Extract to read ::
- - - -

Monday, April 13, 2020

Trump pretending that he can ‘reopen’ the economy is setting us up for more death and depression by Jason Statler


medium.com

Trump pretending that he can ‘reopen’ the economy is setting us up for more death and depression

Jason Sattler


As usual, the most challenging game we can play while stuck inside our homes is deciding which event from the last week should disgust us more.
Is it “The stock market enjoys its best week in 45 years as we found out 16 million Americans have lost their jobs in the last three weeks”? Or is it “Republicans celebrate a new projection that shows only 60,000 Americans losing their lives over Covid-19”?
Together, these two moral atrocities are forming the predicate for the right wing to push the idea that it’s time for Donald Trump to “reopen” the economy. This premise is horrendous for numerous reasons obvious to anyone who doesn’t have a Hannity wallpaper on his PC.
But let’s focus on two.
  1. Trump doesn’t get to decide to reopen anything, except specific functions of the federal government. You know he can’t really open anything because he never shut anything down. Sure, his guidance will be heeded by Republican governors. We know this because his insistence on treating Covid-19 like the Mueller investigation or the “pee tape” — and trying to use the word “hoax” and William Barr to try to somehow make it go away — led to governors like Florida’s Ron DeSantis making decisions like letting spring break go on for 5 days in the middle of a pandemic. In general, governors and mayors will make the official decisions about when things reopen. And people, who generally oppose dying, will ultimately decide if it even matters if things open anyway. Things being open isn’t the pressing issue. People feeling safe is.

- - - -

What you are asked to do ::
Copy the passage of the reopening column from "Together, these two" to "focus on two." word for word. The data that comes next has no connection to the column above.

- - - -

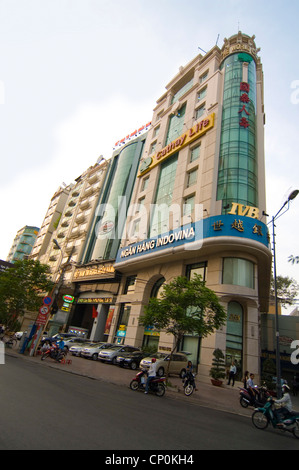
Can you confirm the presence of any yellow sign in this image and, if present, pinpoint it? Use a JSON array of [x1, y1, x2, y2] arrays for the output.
[[228, 202, 260, 219], [138, 113, 215, 176]]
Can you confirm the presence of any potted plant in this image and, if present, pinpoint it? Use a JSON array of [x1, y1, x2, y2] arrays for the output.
[[210, 348, 225, 387]]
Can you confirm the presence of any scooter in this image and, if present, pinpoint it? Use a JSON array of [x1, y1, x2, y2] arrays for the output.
[[251, 398, 299, 439], [130, 370, 166, 397], [41, 345, 65, 362], [240, 386, 271, 408], [183, 372, 196, 397]]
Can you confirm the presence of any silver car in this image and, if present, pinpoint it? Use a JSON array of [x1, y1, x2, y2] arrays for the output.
[[99, 345, 139, 364], [81, 343, 113, 361], [69, 341, 94, 357], [139, 353, 188, 377]]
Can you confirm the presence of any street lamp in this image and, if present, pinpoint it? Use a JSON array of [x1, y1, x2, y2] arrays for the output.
[[269, 189, 299, 398]]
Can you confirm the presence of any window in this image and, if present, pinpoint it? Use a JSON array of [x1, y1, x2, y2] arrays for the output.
[[222, 258, 254, 289], [183, 194, 195, 216], [187, 168, 197, 188], [150, 153, 178, 237], [171, 77, 193, 104], [165, 104, 186, 146], [195, 103, 206, 119], [199, 70, 209, 83], [197, 87, 207, 101], [141, 176, 149, 191], [186, 261, 207, 281], [153, 126, 160, 137], [190, 144, 200, 163], [124, 276, 136, 294], [150, 141, 157, 155]]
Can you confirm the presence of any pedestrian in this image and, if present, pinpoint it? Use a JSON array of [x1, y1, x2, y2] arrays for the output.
[[227, 361, 237, 387], [246, 374, 256, 400], [144, 357, 157, 393], [243, 370, 249, 388], [274, 384, 293, 424]]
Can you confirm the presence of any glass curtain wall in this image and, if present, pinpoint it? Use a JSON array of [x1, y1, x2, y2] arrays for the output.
[[217, 54, 258, 211], [149, 154, 178, 237]]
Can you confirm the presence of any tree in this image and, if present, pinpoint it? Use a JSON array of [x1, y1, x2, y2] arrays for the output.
[[271, 276, 299, 306], [139, 274, 226, 372], [289, 255, 299, 264], [210, 348, 225, 380], [0, 260, 53, 330]]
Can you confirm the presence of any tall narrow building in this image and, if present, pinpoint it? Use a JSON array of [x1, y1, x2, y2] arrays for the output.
[[109, 32, 272, 380]]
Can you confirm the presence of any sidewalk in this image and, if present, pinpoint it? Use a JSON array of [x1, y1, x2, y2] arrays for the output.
[[5, 349, 299, 417]]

- - - -

Result of this task ::
Together, these two moral atrocities are forming the predicate for the right wing to push the idea that it’s time for Donald Trump to “reopen” the economy. This premise is horrendous for numerous reasons obvious to anyone who doesn’t have a Hannity wallpaper on his PC.
But let’s focus on two.